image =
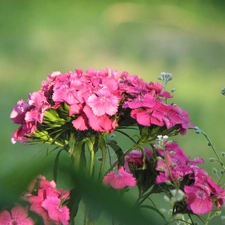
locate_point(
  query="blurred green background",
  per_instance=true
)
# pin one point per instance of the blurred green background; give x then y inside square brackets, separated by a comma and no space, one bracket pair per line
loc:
[185,38]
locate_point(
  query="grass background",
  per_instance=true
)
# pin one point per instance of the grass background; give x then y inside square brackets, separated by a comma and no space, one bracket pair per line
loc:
[145,38]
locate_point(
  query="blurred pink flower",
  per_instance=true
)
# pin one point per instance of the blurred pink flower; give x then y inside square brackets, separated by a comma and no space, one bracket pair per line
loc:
[119,179]
[198,199]
[103,102]
[18,216]
[56,212]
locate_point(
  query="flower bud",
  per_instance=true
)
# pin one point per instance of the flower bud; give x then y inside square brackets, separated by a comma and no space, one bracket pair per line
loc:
[173,90]
[217,213]
[223,91]
[223,219]
[168,182]
[166,198]
[211,159]
[214,170]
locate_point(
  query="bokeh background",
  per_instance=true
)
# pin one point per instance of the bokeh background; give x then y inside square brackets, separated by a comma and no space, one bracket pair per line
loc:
[185,38]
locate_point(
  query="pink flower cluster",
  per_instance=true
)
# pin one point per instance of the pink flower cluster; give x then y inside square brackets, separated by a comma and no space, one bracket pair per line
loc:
[48,202]
[45,200]
[18,216]
[99,101]
[173,165]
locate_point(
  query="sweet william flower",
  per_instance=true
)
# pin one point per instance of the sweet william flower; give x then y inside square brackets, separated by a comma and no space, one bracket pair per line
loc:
[119,179]
[56,212]
[198,199]
[103,102]
[18,216]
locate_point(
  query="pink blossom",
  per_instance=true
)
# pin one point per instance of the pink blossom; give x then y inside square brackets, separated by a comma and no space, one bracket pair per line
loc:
[198,199]
[18,216]
[81,122]
[103,102]
[146,117]
[56,212]
[19,111]
[135,158]
[99,123]
[119,179]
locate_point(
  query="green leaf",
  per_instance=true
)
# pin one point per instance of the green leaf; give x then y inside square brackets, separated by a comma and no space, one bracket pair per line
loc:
[102,146]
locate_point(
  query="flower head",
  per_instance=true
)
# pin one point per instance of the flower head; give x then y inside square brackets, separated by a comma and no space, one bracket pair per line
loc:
[18,216]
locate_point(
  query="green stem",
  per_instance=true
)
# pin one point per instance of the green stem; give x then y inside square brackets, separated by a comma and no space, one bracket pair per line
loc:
[90,145]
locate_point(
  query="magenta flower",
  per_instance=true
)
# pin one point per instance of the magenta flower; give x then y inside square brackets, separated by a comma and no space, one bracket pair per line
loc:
[56,212]
[99,123]
[19,111]
[119,179]
[198,199]
[18,216]
[103,102]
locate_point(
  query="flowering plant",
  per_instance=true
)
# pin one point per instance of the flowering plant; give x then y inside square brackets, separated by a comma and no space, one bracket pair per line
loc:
[80,113]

• • •

- REQUIREMENT
Set down the full listing above with its wording unchanged. Leave out its images.

- RESULT OF THIS EXERCISE
image =
locate_point(
  query="blurred green background",
  per_instance=true
)
# pin one point per instance of the blurred green background; give x then y inside square brackets, separated by a comma and no space, one bracket pair per line
loc:
[185,38]
locate_point(
  query="grass background",
  per_instance=true
)
# pin one point per instance of the grass background; give x then y inside square brackets, separated by a comma and no space, one bracket pair per line
loc:
[145,38]
locate_point(
  query="blurred pink flower",
  per_instance=true
)
# pin one point per instance of the blurred pink flower; give x then y inside square brackets, separated by a comma and no space, one bracket pair per line
loc:
[119,179]
[198,199]
[103,102]
[18,216]
[56,212]
locate_point(
  query="flower bud",
  per_instance=true
)
# pin one point per instance of the flower bud; give x then y inside square brackets, separated by a comma and no space, one bracket pair per line
loc:
[173,90]
[217,213]
[223,91]
[223,219]
[168,182]
[166,198]
[211,159]
[214,170]
locate_point(
  query="bokeh background",
  per_instance=true
)
# pin one point per instance of the bokeh background; give x then y inside square brackets, separated by a comma and no space, one bracket pair per line
loc:
[185,38]
locate_point(
  query="pink flower cluster",
  per_instance=true
)
# pin one point per instance of the pink flower cluster; give x then y inside square brackets, separated by a comma and no space, one bracket pair per line
loc:
[48,202]
[45,200]
[18,216]
[99,101]
[173,165]
locate_point(
  query="sweet william flower",
  per_instance=true
)
# pin one point per instance of the sweet william flower; give x then y inside square brackets, separated by a comma and no space, one bracket pair per line
loc:
[119,179]
[56,212]
[198,199]
[103,102]
[18,216]
locate_point(
  query="pink blossom",
  per_instance=true
)
# pin one point per instance of the pink blossom; give x then y inside square brackets, separated by a comma and no space, one bracket pair per line
loc:
[198,199]
[18,216]
[81,122]
[103,102]
[146,117]
[56,212]
[19,111]
[135,158]
[99,123]
[119,179]
locate_point(
  query="green leaf",
  per_instance=true
)
# pin one point per instance of the green leaf; give x then y inside square brackets, separated by a comma and no space, one bracket pair per line
loc:
[102,146]
locate_point(
  query="flower head",
  per_instance=true
)
# pin one point per instance of the flower head; give x then y inside square brackets, separated by a comma and no space, one bracket pair per line
loc:
[18,216]
locate_point(
  query="green stem",
  per_instance=true
)
# pin one point per instance of the green stem; give x then y inside square brackets, separated by a comma and no space, one bracket pair per line
loc:
[90,145]
locate_point(
  query="magenta flower",
  per_instance=true
)
# pin one point per instance of the magenta flower; give x then y inside square brackets, separated by a comma and no space, one bracket pair per line
loc:
[56,212]
[99,123]
[19,111]
[119,179]
[198,199]
[18,216]
[103,102]
locate_point(
  query="flowering plant",
  per_instance=true
)
# pin one point per instance of the flowering plant; give x then y inside square brackets, separated by a comma and no space, one bracket pair per line
loc:
[80,113]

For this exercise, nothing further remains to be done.